— START WORKING DATA —
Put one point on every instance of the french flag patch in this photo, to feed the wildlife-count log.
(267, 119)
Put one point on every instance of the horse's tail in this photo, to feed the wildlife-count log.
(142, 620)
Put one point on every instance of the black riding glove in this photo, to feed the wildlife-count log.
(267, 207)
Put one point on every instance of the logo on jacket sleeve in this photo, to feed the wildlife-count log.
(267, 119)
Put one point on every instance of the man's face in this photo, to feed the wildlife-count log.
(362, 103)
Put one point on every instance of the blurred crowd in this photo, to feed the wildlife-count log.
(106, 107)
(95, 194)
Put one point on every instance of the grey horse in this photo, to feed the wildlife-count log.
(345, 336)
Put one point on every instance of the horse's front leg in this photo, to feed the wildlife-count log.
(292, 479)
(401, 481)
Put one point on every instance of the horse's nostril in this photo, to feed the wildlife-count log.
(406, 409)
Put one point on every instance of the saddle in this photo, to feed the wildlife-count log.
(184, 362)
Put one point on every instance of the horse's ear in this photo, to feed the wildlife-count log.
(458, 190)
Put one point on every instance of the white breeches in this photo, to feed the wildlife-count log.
— END WORKING DATA —
Take the line in which "Put one point on every instance of the grey" occurs and each subsequent line through the end; give these lines again without alteration.

▶ _FINISHED TASK_:
Put one point on every instance of the grey horse in this photo, to feed the wildlife-count log.
(345, 336)
Put one point on every instance of the horse's front leg in this photo, to feed the wildlife-count log.
(292, 479)
(401, 481)
Put one point on every instance of the horse's nostril in this photo, to feed the wildlife-count log.
(406, 409)
Put one point on every instance of the saddle in this photo, to feed the wildlife-count log.
(184, 362)
Put one point on every instance of the horse's ear in this photo, to feed the wildlife-count log.
(458, 190)
Put one point on every instance of the white breeches in this photo, to feed the wildlife-count log.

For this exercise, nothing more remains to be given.